[EXTRACTED INFORMATION Boundary: Start]

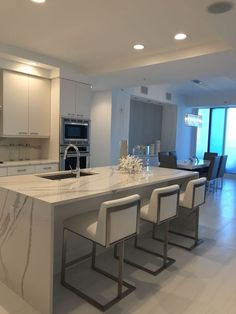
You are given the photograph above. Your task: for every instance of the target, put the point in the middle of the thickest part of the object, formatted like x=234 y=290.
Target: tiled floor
x=200 y=282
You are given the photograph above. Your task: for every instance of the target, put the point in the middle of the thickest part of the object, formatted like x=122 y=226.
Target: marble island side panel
x=26 y=248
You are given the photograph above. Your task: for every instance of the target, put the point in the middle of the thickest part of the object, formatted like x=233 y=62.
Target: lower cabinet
x=19 y=170
x=28 y=169
x=46 y=168
x=3 y=172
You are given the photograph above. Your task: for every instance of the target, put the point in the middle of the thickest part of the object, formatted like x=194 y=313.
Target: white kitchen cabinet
x=67 y=98
x=75 y=100
x=19 y=170
x=15 y=104
x=46 y=168
x=25 y=105
x=83 y=100
x=39 y=106
x=3 y=172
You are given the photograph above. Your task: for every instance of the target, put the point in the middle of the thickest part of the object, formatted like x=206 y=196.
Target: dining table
x=193 y=164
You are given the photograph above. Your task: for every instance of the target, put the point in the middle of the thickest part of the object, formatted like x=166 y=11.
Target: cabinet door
x=83 y=100
x=67 y=98
x=15 y=104
x=46 y=168
x=20 y=170
x=39 y=107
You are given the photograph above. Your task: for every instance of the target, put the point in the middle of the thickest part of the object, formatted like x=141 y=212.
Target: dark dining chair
x=160 y=154
x=221 y=171
x=173 y=153
x=212 y=173
x=168 y=161
x=209 y=155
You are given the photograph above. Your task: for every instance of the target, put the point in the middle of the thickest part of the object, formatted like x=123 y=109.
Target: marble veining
x=23 y=225
x=9 y=225
x=106 y=180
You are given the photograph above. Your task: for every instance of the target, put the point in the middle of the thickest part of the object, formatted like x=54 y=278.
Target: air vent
x=168 y=96
x=220 y=7
x=144 y=90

[EXTRACTED INFORMATION Boundary: End]

#### WHAT THIS TASK INVOLVES
Search the entries for the word "given" and show every line that has it.

#### SOLUTION TO THIS PROBLEM
You are given the photograph above. Your task: for every instance of the target, put the point in the middle of the thickest part of the object, formatted like x=234 y=290.
You are given the photograph above. Your task: for every instance of the target, put the point in the middle of the thickest part of the object, formatted like x=122 y=226.
You are given the photograph above. Your task: for every instance of the target, put the point in the middle of the thickest part of the object, formatted like x=233 y=62.
You are given the photograph above. Your task: for every instance of the target, put the point in the middle of the thickest part of the object, formatted like x=194 y=313.
You are given the photograph above. Your task: for every instance of the target, put the point in the middle of the thickest part of the object, formatted like x=206 y=196.
You are given the photograph above. Your task: for every instance of the target, put the point in the middle of the thickest part of the object, formatted like x=166 y=11.
You are given the photograph above. Your task: for every instance of the target, put the point in the middle of the thickest part of the object, formatted like x=141 y=212.
You are given the photograph above. Your task: for every instance of the target, put the point in the middle of the thickest part of the object, formatted like x=123 y=109.
You are given the photograph above. Your task: for every instance of the target, put the point in the middle of the thickest part of the object, formatted like x=54 y=278.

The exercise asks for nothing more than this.